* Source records
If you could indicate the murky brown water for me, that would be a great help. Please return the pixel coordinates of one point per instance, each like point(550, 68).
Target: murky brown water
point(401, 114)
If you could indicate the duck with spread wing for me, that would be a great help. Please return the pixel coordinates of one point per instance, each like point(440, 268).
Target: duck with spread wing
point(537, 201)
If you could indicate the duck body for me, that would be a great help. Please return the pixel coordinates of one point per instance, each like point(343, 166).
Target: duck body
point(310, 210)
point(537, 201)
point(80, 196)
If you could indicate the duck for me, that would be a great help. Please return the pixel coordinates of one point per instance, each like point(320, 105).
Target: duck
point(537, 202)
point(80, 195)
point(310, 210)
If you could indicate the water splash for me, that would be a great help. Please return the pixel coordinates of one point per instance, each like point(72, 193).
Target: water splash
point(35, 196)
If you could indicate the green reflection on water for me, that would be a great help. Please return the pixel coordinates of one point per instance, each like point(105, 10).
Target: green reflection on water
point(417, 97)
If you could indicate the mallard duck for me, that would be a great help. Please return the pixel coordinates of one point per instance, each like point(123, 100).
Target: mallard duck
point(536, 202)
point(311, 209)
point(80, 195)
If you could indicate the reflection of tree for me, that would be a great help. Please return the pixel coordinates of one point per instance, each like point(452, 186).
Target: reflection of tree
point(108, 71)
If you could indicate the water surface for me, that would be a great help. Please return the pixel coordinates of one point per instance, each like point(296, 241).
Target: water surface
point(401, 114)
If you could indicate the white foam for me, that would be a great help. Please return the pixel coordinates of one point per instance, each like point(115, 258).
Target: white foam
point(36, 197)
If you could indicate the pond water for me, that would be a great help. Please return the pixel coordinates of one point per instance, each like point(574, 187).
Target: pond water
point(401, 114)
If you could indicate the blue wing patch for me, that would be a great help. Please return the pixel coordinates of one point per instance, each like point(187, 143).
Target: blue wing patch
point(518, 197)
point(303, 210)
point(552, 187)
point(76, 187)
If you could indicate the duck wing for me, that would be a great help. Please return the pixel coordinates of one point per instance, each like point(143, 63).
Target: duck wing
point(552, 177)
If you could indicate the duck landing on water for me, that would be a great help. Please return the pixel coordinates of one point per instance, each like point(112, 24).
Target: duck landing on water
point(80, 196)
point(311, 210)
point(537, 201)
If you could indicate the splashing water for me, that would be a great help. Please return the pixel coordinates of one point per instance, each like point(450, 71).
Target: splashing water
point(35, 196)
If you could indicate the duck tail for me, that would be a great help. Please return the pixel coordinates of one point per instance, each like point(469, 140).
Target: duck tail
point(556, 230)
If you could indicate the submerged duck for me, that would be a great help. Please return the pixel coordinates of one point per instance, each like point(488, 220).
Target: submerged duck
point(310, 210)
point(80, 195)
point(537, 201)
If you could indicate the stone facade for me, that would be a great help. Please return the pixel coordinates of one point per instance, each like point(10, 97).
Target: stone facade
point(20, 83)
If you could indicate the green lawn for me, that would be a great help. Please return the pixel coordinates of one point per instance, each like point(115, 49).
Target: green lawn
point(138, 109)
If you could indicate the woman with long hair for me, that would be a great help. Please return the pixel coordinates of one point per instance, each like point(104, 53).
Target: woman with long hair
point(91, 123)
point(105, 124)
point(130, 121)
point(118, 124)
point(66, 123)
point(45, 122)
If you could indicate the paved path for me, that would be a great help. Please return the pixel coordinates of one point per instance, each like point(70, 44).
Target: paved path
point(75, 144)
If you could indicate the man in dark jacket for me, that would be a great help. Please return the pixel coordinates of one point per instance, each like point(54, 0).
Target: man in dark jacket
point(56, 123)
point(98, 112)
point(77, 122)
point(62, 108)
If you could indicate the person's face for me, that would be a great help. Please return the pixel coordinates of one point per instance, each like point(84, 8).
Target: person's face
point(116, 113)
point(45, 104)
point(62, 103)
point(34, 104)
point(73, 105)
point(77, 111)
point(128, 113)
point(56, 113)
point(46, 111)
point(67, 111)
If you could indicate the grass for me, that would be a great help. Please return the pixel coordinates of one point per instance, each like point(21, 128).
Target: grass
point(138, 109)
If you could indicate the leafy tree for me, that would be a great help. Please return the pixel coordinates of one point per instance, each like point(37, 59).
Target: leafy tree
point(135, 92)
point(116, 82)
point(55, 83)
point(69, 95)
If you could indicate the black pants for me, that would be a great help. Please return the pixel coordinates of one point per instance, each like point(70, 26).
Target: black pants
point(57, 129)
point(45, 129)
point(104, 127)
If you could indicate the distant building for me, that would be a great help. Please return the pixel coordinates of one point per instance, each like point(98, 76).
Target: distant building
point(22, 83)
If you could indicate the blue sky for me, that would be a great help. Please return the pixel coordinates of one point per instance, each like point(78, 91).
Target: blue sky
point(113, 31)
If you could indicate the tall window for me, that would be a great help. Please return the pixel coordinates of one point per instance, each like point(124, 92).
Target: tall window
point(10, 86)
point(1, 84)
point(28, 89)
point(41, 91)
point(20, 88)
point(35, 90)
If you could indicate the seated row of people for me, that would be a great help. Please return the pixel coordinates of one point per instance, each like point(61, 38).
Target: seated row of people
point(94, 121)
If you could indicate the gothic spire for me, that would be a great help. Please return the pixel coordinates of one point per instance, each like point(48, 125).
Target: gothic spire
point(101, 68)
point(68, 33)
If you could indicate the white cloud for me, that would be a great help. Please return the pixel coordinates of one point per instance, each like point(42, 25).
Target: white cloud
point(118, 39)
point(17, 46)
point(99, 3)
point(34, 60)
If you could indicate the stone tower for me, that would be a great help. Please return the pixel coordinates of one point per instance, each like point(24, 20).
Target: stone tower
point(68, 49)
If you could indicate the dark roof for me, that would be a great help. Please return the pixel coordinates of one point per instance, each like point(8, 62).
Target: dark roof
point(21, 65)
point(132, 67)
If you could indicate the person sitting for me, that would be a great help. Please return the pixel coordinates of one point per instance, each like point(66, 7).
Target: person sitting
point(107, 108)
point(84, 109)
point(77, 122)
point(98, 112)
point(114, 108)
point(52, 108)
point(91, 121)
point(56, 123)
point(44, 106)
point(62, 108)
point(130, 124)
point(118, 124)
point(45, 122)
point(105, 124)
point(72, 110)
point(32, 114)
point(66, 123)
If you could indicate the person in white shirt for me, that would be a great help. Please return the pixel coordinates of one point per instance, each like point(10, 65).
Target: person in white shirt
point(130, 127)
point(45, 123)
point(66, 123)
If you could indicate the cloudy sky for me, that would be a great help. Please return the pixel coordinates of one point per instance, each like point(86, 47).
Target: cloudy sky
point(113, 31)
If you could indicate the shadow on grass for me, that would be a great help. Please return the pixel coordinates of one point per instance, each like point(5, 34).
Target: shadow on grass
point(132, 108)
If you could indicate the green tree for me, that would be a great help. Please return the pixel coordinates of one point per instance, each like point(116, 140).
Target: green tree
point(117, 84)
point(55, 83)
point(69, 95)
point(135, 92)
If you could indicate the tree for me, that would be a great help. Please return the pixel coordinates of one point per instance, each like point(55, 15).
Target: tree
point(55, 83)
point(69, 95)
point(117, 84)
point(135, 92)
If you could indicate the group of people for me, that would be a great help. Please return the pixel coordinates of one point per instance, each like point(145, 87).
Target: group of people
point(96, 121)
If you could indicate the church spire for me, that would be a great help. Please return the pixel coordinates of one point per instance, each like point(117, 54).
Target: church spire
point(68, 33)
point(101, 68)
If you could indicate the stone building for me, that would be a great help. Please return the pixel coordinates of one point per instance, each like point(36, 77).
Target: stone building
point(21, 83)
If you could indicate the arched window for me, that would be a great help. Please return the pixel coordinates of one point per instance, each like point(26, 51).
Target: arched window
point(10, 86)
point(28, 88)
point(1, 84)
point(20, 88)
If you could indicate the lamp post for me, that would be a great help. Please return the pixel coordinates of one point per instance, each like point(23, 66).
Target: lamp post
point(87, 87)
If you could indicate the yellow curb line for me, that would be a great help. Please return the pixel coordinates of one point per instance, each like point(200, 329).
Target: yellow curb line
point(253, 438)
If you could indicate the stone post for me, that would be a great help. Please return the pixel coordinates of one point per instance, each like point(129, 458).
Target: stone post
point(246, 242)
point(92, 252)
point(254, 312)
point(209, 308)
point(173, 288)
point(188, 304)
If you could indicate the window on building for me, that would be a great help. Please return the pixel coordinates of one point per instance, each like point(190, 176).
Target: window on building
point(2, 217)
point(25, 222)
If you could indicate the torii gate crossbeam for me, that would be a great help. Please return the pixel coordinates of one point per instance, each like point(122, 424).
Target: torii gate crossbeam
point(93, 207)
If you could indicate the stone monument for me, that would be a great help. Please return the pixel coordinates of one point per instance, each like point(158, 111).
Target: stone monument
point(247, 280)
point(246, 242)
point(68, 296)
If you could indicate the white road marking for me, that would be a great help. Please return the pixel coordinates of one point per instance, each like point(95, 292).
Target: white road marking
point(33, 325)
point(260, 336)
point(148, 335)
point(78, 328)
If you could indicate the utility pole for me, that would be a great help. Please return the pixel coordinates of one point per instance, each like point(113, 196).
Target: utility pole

* PROBLEM DETAILS
Only the lines above starting at the one containing "If you could indicate the shadow" and ending at the one containing "If you could indicate the green tree", both included, are to be returned, exactly as they read.

* SOLUTION BELOW
If you could indicate the shadow on grass for me, that would be a great help. Please return the pixel coordinates of one point per instance, each like point(5, 34).
Target: shadow on grass
point(132, 108)
If you could indicate the green tree for me, that would be a great help. Please return the pixel coordinates of one point per instance, each like point(116, 140).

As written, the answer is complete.